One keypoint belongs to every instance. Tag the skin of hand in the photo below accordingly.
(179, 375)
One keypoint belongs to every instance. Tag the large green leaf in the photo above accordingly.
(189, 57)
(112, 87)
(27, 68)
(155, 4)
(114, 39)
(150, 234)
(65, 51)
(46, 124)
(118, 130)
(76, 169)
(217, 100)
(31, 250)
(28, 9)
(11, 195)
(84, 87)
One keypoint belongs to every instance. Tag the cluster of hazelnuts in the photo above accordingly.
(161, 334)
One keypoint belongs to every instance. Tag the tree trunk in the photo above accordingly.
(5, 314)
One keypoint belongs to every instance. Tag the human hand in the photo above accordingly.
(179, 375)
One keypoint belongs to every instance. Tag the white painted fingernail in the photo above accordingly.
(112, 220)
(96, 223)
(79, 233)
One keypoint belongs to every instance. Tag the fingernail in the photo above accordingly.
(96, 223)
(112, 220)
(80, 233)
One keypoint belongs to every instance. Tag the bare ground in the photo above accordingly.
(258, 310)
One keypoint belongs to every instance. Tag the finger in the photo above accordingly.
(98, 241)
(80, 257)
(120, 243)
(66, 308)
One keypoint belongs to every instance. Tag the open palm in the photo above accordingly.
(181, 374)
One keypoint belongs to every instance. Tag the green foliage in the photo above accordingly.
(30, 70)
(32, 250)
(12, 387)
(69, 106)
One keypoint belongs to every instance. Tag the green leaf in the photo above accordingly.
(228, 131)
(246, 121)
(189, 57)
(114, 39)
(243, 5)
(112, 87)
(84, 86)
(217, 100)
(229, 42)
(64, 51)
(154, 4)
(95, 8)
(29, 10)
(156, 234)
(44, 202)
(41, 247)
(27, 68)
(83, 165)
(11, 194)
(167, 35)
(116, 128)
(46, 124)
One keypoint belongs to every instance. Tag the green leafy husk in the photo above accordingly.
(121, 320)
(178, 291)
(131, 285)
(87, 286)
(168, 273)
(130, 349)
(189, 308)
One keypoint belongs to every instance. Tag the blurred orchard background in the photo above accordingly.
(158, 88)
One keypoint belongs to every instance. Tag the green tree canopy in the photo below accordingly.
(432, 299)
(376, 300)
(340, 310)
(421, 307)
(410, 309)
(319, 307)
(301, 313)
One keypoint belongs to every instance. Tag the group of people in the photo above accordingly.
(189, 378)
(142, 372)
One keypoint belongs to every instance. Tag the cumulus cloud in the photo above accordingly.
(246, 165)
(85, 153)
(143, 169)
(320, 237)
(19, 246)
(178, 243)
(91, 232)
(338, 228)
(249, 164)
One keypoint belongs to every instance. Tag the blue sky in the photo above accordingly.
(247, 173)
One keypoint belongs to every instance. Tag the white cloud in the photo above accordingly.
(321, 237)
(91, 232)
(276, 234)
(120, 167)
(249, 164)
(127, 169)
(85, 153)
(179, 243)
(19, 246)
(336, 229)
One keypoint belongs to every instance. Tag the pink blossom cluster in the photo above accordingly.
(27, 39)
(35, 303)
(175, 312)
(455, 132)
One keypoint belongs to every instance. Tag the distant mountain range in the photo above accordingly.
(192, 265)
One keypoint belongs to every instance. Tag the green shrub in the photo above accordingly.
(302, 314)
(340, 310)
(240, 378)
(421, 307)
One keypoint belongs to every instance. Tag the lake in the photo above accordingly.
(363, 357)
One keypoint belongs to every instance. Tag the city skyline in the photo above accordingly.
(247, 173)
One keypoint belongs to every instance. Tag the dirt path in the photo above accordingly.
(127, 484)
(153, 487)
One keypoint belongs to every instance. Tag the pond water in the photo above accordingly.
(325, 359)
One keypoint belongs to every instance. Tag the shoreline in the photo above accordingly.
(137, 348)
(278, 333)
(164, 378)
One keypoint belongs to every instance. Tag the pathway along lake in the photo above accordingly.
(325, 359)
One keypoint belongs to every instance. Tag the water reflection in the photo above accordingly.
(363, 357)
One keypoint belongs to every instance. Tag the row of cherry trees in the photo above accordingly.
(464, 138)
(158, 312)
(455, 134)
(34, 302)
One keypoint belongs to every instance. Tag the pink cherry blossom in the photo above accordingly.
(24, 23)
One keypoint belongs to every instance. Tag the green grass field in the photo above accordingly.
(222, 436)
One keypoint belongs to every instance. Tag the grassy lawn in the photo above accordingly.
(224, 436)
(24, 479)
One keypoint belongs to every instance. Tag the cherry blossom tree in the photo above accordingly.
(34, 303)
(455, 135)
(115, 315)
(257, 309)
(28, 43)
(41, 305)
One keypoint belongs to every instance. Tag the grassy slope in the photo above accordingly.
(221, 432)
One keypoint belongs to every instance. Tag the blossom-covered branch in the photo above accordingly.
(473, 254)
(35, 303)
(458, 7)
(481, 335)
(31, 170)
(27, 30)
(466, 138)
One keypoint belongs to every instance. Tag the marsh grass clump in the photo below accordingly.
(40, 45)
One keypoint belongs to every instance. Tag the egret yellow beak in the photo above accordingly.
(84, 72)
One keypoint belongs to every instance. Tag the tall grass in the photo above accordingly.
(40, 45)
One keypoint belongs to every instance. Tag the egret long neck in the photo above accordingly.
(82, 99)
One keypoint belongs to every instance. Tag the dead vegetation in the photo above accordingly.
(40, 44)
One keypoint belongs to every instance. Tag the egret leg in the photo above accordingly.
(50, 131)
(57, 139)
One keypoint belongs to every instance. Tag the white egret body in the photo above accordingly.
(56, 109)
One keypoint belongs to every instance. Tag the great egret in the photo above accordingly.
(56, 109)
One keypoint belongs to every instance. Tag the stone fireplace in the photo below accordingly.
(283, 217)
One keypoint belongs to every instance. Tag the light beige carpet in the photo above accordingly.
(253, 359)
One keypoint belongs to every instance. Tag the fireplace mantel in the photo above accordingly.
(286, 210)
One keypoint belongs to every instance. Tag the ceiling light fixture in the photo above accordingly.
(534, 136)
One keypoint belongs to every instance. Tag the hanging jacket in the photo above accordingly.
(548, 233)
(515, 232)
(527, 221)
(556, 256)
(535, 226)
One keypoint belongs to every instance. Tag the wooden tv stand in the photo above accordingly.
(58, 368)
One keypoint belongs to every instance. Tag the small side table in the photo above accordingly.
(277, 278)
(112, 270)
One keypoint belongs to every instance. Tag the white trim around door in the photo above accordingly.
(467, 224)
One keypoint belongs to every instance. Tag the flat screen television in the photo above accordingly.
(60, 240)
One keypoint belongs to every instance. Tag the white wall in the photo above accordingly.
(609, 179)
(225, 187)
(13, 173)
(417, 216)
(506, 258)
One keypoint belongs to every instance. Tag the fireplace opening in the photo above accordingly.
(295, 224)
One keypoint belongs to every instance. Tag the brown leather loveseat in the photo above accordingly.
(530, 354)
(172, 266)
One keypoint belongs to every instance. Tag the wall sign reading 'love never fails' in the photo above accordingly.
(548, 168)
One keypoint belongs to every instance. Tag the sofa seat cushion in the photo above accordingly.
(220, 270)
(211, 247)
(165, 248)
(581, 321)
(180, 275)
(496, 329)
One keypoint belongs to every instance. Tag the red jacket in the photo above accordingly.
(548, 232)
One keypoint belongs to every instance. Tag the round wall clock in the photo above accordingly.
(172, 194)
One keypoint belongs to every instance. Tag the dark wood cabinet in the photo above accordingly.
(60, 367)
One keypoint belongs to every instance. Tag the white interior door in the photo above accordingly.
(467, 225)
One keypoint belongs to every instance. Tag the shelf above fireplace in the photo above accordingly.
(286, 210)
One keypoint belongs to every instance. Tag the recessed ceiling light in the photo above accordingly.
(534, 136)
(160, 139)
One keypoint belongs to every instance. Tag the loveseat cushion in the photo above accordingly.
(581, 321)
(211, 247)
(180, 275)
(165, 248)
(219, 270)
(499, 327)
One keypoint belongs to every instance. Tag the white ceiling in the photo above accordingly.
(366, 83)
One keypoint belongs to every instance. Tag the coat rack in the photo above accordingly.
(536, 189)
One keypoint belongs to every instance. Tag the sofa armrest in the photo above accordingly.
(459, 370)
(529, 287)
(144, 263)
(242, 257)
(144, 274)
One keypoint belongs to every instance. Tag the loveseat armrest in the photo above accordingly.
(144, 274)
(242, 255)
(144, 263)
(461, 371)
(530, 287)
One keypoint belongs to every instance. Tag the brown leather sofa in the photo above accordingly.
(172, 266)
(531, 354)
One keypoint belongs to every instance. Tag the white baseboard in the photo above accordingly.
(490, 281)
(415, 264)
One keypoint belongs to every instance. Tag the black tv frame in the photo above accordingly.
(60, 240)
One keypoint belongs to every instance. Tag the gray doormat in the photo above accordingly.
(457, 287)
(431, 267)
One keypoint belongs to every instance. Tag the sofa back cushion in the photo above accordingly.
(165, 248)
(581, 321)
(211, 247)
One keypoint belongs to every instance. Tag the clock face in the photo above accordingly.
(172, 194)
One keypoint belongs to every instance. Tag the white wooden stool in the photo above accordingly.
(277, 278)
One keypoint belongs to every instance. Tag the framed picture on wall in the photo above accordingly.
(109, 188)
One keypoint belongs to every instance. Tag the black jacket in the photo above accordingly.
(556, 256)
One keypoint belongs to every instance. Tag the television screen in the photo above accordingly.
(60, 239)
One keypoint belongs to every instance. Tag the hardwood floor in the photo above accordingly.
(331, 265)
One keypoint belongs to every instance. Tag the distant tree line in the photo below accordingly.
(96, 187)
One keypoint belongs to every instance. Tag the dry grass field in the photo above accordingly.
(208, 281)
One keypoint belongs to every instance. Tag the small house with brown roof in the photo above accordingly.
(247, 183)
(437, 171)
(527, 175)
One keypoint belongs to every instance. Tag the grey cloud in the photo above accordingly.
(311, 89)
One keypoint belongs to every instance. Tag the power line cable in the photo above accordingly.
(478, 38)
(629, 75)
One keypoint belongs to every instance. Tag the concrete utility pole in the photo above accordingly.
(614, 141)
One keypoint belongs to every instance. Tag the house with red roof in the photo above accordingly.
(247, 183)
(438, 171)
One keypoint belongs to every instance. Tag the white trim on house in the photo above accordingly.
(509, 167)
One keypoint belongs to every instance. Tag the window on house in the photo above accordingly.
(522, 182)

--

Your goal ::
The answer should hold exactly the lines running from the one with "One keypoint belongs to every instance. Tag the distant tree" to the final line of the data, both ends counted.

Reply to the exercise ::
One keypoint belongs to every instance. Tag the distant tree line in the photo below accordingly.
(96, 187)
One keypoint belongs to every instance. Tag the dry grass field in the photo above accordingly.
(208, 281)
One keypoint belongs to every instance. Tag the small house with brown roof in the photo above accordingly.
(247, 183)
(437, 171)
(527, 175)
One keypoint belongs to every instance. Tag the grey cloud in the photo above accordingly.
(311, 89)
One keypoint belongs to every instance. Tag the power line cable in the photo above accordingly.
(478, 38)
(629, 75)
One keypoint belongs to every instance. Tag the concrete utility pole in the photo above accordingly.
(614, 141)
One keypoint belongs to every instance. Tag the house with red roof in the photo above accordingly.
(247, 183)
(438, 171)
One keypoint belongs to every instance. Tag the white trim on house in the photo above accordingly.
(509, 167)
One keypoint belongs to every instance. Tag the window on house in the photo above accordingly.
(522, 182)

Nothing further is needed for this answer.